- Task directions -
In the records below, find the line with "Target: tree" and the line with "the window in"; return exactly those lines and every line between them.

- Listed entries -

+ + + + + + +

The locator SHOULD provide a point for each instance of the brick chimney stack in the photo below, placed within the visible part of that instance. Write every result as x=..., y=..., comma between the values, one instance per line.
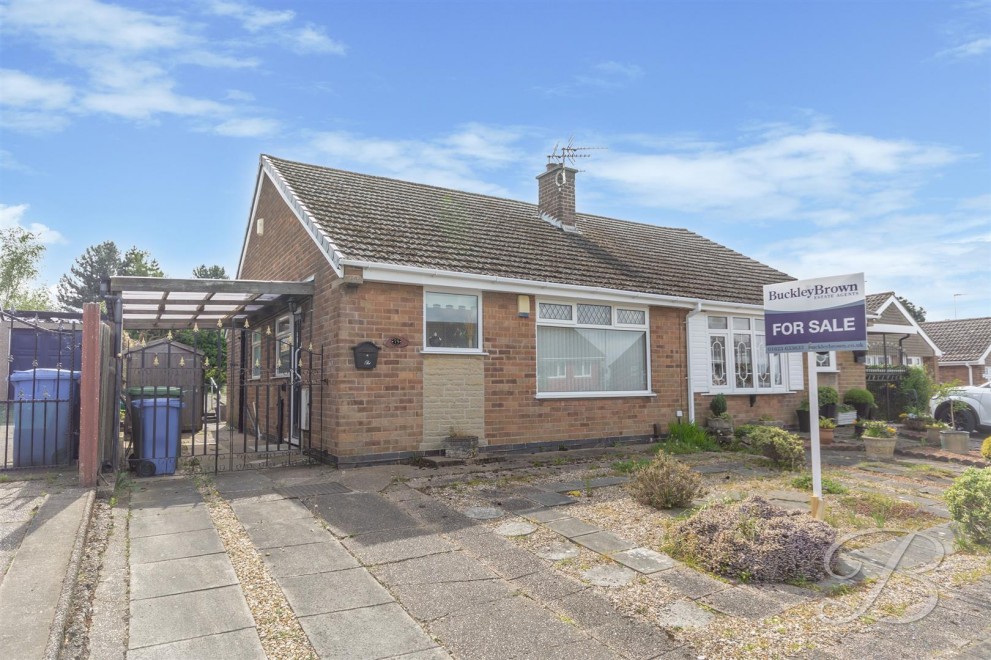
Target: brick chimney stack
x=556, y=196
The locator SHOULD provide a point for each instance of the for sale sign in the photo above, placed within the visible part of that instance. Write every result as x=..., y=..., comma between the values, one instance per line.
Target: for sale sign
x=823, y=314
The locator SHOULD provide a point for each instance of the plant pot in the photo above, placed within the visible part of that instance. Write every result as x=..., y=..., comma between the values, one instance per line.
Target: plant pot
x=957, y=442
x=880, y=449
x=461, y=446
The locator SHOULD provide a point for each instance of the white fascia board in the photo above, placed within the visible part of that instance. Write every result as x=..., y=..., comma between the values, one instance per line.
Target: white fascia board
x=327, y=247
x=396, y=274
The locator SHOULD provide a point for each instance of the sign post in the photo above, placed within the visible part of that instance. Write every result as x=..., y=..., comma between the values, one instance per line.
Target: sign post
x=813, y=316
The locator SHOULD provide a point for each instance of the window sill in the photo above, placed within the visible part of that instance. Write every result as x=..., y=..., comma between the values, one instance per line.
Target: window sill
x=425, y=351
x=593, y=395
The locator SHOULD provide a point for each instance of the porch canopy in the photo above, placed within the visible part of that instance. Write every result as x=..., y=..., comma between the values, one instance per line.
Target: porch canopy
x=158, y=302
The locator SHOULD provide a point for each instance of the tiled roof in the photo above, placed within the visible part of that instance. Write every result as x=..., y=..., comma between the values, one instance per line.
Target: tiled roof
x=387, y=221
x=875, y=300
x=963, y=340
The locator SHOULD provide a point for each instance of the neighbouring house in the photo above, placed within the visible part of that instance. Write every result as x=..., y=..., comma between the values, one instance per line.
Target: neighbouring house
x=966, y=347
x=523, y=324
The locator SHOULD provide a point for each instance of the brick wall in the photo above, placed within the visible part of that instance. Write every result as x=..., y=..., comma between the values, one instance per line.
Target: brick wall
x=453, y=398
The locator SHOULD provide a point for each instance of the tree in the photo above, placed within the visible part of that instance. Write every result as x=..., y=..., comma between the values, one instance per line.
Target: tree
x=917, y=313
x=20, y=252
x=99, y=262
x=205, y=272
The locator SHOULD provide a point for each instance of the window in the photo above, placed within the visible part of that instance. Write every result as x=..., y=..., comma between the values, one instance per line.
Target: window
x=587, y=348
x=826, y=361
x=256, y=355
x=283, y=345
x=452, y=322
x=738, y=356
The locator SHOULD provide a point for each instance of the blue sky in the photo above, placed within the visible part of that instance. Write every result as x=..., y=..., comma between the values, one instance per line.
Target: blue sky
x=819, y=137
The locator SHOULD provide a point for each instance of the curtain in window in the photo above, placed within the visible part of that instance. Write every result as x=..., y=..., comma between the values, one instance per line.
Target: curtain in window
x=591, y=360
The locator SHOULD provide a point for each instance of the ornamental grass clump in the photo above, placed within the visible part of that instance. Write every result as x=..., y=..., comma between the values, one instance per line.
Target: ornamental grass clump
x=665, y=483
x=969, y=502
x=782, y=447
x=755, y=541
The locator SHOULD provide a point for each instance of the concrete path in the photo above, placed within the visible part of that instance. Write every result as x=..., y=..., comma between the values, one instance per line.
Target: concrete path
x=185, y=601
x=41, y=532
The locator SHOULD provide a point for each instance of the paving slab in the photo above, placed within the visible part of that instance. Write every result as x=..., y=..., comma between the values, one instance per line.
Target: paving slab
x=557, y=551
x=175, y=546
x=309, y=559
x=505, y=628
x=689, y=582
x=546, y=515
x=551, y=499
x=183, y=520
x=232, y=645
x=186, y=616
x=432, y=569
x=571, y=527
x=381, y=631
x=395, y=545
x=605, y=543
x=634, y=639
x=165, y=578
x=684, y=614
x=609, y=575
x=547, y=585
x=644, y=560
x=745, y=602
x=285, y=533
x=332, y=592
x=427, y=602
x=350, y=514
x=251, y=514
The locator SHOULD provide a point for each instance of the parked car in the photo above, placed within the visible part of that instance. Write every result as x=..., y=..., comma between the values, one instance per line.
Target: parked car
x=976, y=412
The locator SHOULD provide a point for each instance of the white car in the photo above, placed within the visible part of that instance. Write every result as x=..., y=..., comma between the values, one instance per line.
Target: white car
x=977, y=410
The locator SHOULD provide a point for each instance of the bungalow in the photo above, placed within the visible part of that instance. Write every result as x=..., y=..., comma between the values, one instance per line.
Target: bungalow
x=966, y=347
x=523, y=324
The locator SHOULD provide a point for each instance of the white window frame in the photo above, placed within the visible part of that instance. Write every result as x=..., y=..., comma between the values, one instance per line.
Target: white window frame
x=256, y=354
x=777, y=362
x=573, y=323
x=427, y=348
x=830, y=367
x=280, y=337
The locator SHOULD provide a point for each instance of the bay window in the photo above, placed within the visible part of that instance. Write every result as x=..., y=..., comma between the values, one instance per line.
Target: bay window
x=738, y=355
x=591, y=348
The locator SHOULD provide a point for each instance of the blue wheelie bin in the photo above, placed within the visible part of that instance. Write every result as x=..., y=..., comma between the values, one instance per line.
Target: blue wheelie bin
x=46, y=412
x=158, y=449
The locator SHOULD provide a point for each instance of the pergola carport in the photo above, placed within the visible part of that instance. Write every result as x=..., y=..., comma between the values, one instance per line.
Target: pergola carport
x=166, y=304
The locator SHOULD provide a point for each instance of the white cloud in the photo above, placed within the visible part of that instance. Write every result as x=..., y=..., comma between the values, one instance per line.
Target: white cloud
x=810, y=175
x=20, y=89
x=248, y=127
x=13, y=216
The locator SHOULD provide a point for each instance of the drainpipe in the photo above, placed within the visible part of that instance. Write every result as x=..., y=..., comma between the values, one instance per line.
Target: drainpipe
x=688, y=360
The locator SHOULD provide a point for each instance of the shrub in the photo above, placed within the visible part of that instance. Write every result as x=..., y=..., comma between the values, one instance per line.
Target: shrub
x=755, y=541
x=857, y=396
x=666, y=482
x=969, y=502
x=687, y=438
x=828, y=395
x=784, y=448
x=718, y=405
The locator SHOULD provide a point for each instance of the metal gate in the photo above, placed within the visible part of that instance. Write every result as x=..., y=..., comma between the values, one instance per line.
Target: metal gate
x=40, y=369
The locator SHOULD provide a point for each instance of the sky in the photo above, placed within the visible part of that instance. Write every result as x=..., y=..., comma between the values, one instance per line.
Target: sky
x=819, y=137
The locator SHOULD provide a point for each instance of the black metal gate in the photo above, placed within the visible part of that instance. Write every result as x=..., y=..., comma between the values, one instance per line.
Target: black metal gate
x=40, y=368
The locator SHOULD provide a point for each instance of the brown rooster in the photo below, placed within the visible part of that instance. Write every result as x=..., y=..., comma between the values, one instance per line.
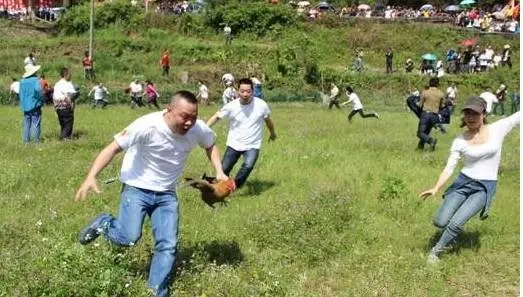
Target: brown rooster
x=211, y=189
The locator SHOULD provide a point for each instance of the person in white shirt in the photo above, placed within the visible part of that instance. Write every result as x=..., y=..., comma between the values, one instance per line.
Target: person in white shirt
x=156, y=148
x=136, y=91
x=64, y=95
x=490, y=98
x=451, y=96
x=473, y=190
x=100, y=93
x=30, y=60
x=246, y=117
x=203, y=93
x=14, y=90
x=357, y=107
x=334, y=96
x=229, y=94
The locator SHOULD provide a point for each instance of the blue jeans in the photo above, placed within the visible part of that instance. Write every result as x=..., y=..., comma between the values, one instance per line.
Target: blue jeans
x=231, y=156
x=32, y=120
x=126, y=230
x=458, y=207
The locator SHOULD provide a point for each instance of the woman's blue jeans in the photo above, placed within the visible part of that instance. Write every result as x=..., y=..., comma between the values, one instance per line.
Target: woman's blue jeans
x=231, y=156
x=126, y=230
x=458, y=207
x=32, y=121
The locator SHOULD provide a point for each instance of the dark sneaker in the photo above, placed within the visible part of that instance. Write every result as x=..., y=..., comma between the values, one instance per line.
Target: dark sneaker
x=94, y=229
x=433, y=144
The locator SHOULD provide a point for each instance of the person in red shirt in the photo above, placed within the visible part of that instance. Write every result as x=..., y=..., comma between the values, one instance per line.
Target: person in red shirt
x=87, y=62
x=164, y=62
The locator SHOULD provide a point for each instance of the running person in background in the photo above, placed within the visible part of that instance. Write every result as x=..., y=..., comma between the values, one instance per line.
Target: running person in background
x=152, y=94
x=473, y=190
x=357, y=107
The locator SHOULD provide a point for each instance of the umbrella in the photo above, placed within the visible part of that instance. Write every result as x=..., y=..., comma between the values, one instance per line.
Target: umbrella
x=430, y=57
x=303, y=3
x=467, y=2
x=469, y=42
x=429, y=7
x=452, y=8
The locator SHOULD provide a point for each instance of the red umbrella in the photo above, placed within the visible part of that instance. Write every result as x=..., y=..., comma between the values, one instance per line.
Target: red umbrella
x=469, y=42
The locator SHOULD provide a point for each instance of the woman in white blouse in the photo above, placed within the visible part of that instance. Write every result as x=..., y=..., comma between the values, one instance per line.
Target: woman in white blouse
x=473, y=190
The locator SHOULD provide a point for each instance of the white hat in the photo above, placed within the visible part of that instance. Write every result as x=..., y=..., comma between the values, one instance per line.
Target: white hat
x=30, y=70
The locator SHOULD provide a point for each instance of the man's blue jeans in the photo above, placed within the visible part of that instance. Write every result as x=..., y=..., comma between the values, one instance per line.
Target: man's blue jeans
x=230, y=158
x=126, y=230
x=458, y=207
x=32, y=121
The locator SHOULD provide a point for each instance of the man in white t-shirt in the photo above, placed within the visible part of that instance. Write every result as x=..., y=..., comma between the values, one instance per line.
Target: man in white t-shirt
x=203, y=93
x=64, y=95
x=156, y=149
x=14, y=90
x=490, y=98
x=246, y=116
x=100, y=93
x=136, y=91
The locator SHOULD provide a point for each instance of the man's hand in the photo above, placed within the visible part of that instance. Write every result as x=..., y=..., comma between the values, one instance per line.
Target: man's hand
x=428, y=193
x=87, y=185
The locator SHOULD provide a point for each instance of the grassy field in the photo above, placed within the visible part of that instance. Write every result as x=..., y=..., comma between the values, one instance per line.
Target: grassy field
x=331, y=209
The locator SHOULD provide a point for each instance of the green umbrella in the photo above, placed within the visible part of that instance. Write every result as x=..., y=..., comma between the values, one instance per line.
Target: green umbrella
x=430, y=57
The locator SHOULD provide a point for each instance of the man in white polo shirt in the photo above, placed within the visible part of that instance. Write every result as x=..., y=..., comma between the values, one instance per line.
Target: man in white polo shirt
x=156, y=149
x=246, y=116
x=64, y=95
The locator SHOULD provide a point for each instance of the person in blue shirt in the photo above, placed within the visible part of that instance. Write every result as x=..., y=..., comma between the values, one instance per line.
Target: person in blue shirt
x=31, y=102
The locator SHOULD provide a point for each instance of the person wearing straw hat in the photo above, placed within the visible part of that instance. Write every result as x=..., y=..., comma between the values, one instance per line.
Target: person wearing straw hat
x=31, y=103
x=473, y=190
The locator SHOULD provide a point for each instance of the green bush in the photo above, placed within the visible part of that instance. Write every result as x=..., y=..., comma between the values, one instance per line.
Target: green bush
x=259, y=19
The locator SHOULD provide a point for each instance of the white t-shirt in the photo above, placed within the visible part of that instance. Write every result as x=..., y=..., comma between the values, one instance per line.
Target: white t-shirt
x=15, y=87
x=355, y=100
x=99, y=92
x=245, y=123
x=490, y=98
x=229, y=94
x=452, y=92
x=155, y=156
x=29, y=61
x=482, y=161
x=61, y=90
x=136, y=87
x=204, y=92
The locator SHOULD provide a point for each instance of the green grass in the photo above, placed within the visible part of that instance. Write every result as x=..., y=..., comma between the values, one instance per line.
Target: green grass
x=331, y=209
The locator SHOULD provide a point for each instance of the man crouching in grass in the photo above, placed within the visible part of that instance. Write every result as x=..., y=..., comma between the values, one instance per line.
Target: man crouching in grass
x=156, y=148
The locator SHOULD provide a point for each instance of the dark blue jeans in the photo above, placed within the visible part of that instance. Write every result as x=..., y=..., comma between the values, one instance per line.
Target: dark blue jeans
x=32, y=121
x=230, y=158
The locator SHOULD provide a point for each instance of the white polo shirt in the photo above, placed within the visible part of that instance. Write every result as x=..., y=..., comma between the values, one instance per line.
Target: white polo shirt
x=155, y=156
x=245, y=123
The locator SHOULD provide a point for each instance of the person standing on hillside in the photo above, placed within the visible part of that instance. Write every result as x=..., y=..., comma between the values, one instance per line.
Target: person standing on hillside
x=334, y=99
x=388, y=60
x=473, y=190
x=156, y=148
x=87, y=63
x=431, y=103
x=165, y=63
x=31, y=103
x=14, y=91
x=64, y=96
x=357, y=107
x=246, y=117
x=100, y=95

+ + + + + + +

- Exercise output -
Target: tree
x=917, y=313
x=20, y=252
x=99, y=262
x=205, y=272
The locator SHOULD provide a point for each instance of the window in the photo above, placed within the visible part of that instance. Write every result as x=..., y=..., comma between the values, one instance per line.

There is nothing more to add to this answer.